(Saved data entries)
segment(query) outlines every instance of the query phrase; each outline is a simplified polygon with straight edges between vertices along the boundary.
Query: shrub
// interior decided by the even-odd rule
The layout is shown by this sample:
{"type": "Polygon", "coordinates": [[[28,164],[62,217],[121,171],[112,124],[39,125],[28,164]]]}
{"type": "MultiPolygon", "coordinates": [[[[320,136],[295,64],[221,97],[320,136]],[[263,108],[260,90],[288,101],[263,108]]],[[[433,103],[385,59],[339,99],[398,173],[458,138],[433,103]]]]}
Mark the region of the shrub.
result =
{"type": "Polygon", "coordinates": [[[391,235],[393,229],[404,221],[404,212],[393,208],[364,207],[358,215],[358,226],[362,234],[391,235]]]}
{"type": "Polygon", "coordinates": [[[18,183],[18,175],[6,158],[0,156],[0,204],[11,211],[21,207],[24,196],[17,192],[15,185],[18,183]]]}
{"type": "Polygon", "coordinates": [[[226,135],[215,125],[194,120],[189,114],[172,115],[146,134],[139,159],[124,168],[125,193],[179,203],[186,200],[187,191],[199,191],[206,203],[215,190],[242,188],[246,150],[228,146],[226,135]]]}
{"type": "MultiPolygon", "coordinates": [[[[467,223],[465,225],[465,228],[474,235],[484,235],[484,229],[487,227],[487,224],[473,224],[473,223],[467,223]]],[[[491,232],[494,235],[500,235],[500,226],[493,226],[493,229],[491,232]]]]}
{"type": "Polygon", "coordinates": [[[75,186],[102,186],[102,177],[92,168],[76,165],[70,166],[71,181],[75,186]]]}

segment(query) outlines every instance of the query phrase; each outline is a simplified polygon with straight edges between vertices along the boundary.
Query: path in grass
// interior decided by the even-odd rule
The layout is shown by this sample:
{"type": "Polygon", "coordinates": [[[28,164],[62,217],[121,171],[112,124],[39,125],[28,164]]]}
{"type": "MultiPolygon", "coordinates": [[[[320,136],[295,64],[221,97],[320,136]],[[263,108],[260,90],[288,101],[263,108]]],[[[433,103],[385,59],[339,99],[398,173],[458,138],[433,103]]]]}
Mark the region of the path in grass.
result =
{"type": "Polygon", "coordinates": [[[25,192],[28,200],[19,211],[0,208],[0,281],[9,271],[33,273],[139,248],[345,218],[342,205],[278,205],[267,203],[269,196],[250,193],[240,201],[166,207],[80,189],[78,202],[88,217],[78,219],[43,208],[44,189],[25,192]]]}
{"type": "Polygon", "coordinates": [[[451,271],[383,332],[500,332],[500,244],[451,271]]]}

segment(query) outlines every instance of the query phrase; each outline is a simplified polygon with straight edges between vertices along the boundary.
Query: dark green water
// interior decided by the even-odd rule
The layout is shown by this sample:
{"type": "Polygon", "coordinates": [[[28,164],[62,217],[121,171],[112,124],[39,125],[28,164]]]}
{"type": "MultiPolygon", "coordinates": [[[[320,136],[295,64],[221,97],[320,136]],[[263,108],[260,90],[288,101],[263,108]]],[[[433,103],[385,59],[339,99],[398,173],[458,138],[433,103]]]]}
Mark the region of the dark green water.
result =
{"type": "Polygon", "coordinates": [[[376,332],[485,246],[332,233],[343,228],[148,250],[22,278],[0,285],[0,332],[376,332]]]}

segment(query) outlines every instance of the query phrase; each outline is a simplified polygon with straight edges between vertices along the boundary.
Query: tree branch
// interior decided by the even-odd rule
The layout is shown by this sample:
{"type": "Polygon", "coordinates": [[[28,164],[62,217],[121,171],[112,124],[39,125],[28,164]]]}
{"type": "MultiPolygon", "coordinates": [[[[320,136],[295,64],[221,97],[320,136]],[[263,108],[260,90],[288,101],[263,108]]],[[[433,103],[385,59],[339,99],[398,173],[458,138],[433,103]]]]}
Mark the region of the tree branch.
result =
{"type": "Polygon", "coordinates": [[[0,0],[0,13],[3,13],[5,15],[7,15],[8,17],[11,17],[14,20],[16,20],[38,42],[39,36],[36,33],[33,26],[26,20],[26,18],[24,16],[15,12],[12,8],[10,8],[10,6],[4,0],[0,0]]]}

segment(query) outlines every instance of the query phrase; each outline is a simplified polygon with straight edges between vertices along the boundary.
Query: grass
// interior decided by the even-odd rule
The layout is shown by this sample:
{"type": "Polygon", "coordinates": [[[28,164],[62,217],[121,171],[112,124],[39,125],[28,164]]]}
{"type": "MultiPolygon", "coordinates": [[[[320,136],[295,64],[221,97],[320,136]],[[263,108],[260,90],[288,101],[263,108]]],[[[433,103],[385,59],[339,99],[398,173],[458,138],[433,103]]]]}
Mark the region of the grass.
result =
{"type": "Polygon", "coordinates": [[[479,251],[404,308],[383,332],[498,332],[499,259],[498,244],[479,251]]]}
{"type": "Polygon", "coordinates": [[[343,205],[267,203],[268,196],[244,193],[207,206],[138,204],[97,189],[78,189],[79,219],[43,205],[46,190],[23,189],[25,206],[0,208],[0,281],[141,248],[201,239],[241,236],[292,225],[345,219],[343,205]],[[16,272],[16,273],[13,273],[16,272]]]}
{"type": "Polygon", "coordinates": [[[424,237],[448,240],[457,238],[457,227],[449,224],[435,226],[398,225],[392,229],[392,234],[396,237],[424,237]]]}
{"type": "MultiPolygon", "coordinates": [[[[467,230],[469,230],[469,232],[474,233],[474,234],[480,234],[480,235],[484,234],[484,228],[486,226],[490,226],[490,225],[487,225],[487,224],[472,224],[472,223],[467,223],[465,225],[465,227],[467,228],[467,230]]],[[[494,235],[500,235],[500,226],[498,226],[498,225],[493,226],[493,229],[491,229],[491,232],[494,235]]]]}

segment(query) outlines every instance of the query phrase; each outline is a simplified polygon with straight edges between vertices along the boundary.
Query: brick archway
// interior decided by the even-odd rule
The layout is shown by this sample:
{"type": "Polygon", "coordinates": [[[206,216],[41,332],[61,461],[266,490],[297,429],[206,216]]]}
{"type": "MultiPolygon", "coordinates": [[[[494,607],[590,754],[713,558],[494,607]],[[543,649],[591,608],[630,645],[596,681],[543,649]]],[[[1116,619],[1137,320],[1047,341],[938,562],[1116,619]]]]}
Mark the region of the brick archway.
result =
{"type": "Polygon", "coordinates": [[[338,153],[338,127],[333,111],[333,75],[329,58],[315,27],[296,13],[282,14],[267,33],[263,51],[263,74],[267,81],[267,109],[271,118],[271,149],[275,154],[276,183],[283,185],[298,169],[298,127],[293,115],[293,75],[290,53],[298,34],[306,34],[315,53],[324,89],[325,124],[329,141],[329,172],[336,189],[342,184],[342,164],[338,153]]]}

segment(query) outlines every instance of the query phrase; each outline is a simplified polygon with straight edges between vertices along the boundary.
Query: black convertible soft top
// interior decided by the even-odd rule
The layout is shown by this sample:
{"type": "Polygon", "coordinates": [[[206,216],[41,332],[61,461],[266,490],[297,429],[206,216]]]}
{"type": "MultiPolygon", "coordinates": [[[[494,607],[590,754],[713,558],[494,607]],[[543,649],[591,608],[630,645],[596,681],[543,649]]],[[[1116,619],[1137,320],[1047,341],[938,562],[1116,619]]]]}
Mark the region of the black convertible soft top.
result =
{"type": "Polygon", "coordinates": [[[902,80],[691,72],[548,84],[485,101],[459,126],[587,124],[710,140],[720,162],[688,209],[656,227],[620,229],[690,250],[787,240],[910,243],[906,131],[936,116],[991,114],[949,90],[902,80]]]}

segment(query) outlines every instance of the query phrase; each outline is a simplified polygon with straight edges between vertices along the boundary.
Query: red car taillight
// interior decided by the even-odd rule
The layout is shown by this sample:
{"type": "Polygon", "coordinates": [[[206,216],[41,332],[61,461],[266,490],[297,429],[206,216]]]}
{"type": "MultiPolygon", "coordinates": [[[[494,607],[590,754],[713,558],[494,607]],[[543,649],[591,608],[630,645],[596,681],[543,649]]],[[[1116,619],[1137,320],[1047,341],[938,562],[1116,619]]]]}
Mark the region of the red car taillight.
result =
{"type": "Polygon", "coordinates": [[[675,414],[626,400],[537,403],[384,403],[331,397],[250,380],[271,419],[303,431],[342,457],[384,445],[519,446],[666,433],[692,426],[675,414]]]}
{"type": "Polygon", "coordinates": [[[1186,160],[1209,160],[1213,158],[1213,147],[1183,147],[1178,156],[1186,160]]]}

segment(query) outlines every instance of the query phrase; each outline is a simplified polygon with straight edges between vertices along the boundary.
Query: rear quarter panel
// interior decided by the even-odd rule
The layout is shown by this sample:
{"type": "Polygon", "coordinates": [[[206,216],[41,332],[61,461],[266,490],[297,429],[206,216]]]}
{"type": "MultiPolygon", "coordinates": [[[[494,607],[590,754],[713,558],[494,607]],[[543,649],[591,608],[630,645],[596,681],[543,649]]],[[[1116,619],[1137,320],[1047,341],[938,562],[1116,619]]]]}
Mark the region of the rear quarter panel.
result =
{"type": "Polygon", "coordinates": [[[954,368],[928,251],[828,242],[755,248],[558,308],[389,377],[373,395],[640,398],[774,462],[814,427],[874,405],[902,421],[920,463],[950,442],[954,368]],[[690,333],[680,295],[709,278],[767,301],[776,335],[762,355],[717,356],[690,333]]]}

What needs to be done: If a line in the records above has the word "panel", copy it.

Result of the task:
Query: rear quarter panel
Mark the region of the rear quarter panel.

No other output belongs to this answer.